*WHAT THE TASK REQUIRES*
Among the lines of the records, please find those that contain the word "mask" and copy them.

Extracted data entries
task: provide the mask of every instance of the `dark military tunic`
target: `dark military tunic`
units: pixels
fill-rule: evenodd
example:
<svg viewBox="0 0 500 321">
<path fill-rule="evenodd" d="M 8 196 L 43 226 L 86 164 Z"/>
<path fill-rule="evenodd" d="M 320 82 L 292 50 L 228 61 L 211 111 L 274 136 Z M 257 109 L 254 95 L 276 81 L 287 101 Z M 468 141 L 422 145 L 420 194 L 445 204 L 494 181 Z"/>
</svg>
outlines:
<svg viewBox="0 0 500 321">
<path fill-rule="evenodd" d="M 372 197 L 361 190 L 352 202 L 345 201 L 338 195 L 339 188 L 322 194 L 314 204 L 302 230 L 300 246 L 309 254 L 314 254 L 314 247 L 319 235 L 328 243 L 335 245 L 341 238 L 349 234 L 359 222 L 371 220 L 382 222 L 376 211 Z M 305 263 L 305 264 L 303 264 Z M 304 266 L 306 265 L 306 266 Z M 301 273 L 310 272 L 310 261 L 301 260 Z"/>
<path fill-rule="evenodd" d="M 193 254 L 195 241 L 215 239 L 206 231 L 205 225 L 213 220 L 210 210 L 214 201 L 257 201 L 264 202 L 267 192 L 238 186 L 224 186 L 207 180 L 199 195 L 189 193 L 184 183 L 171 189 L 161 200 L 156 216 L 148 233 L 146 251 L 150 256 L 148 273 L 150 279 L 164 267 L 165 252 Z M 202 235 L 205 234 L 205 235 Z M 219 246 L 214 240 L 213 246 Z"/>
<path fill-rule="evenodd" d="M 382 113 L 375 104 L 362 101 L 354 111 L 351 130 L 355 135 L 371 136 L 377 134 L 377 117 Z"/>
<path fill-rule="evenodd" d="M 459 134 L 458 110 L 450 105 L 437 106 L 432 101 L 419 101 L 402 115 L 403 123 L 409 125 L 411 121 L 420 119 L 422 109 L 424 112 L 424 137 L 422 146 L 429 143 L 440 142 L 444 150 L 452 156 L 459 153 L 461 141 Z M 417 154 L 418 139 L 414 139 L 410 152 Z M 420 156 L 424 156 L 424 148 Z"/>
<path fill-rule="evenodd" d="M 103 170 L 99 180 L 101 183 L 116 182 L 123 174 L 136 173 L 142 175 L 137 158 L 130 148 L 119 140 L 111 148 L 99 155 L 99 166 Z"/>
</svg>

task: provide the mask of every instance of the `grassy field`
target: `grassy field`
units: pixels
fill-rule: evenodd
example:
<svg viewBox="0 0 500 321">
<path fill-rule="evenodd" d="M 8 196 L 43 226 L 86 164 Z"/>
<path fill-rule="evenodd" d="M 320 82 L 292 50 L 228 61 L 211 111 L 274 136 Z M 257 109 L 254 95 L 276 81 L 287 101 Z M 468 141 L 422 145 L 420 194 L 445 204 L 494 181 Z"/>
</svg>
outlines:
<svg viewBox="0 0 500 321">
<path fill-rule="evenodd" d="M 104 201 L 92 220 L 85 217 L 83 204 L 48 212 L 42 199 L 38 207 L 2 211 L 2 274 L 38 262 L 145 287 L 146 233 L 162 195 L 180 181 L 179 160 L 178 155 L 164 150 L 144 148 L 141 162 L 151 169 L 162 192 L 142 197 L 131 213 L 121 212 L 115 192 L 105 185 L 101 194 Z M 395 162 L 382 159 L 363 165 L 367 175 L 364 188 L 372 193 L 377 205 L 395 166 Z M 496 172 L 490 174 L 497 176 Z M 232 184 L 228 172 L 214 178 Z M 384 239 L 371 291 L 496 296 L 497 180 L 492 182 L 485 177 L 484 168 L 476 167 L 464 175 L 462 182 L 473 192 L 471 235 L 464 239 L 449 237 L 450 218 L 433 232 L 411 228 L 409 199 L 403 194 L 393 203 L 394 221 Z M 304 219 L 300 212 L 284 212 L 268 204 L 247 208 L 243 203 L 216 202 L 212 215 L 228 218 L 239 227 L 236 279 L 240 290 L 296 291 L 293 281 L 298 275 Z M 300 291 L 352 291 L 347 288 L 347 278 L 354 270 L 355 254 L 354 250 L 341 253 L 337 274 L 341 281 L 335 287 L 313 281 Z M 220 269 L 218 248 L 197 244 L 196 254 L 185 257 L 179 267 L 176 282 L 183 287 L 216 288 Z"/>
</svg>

*SOLUTION*
task: provide the mask of every instance of the `dark military tunic`
task: provide the mask of every instance of the `grassy field`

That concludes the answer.